- **WHAT IS BEING ASKED**: Every line below that carries the word "sleeve" needs to be copied.

- **DATA EXCERPTS**:
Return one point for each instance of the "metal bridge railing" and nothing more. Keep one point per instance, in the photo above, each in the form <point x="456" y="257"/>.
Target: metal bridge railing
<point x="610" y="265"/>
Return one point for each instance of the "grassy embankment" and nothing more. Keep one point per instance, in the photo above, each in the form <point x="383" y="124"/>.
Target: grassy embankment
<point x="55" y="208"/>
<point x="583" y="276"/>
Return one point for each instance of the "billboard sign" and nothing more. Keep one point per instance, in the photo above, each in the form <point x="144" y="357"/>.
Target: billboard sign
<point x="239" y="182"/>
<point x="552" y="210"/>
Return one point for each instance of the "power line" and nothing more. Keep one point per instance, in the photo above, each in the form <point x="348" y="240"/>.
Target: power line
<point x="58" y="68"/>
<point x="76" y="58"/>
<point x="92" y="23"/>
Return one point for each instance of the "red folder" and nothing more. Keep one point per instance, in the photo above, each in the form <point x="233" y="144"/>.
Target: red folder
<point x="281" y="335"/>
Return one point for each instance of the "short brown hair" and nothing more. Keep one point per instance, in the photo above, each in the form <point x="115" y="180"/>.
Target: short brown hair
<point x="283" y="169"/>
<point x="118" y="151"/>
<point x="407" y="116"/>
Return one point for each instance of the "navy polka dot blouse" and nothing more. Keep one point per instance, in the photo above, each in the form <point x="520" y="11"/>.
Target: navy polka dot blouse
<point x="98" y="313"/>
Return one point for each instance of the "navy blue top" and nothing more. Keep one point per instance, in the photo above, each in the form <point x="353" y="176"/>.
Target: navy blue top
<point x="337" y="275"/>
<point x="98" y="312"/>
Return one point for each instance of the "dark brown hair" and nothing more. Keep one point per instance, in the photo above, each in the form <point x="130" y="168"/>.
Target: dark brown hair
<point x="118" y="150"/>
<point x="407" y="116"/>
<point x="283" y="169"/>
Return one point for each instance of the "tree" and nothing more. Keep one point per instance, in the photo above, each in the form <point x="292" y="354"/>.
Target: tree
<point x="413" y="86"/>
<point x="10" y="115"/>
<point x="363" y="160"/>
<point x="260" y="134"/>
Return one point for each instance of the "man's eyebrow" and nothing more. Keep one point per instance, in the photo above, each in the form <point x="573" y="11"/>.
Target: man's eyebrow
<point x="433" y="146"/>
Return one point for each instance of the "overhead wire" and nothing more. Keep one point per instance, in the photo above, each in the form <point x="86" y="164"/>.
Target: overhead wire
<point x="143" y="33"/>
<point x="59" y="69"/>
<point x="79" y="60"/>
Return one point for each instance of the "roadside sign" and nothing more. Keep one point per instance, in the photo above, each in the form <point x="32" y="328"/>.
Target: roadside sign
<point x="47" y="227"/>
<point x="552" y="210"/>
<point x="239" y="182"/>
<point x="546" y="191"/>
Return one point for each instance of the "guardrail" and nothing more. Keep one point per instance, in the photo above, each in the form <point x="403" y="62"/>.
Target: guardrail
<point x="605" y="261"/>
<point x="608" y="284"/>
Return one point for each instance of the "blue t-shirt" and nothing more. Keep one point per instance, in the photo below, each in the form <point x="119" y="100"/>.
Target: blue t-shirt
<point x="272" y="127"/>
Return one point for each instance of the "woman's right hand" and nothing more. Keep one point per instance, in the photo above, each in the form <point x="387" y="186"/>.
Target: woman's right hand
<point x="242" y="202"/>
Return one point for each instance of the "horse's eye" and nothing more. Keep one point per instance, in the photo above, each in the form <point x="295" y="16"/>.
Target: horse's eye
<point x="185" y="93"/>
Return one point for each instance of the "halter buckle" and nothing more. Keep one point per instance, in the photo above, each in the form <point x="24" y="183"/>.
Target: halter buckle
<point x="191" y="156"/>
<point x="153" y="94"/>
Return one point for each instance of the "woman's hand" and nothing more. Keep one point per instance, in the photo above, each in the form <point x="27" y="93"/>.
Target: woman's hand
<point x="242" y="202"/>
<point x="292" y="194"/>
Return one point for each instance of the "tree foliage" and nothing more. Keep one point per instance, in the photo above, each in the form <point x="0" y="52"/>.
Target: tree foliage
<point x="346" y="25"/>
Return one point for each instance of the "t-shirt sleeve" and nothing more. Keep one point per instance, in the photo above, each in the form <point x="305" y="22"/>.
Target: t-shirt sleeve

- **ANSWER SPACE**:
Return one point for each instance of the "t-shirt sleeve" and nothing more. Keep one point per instance, in the photo above, each in the form <point x="305" y="22"/>.
Target: t-shirt sleeve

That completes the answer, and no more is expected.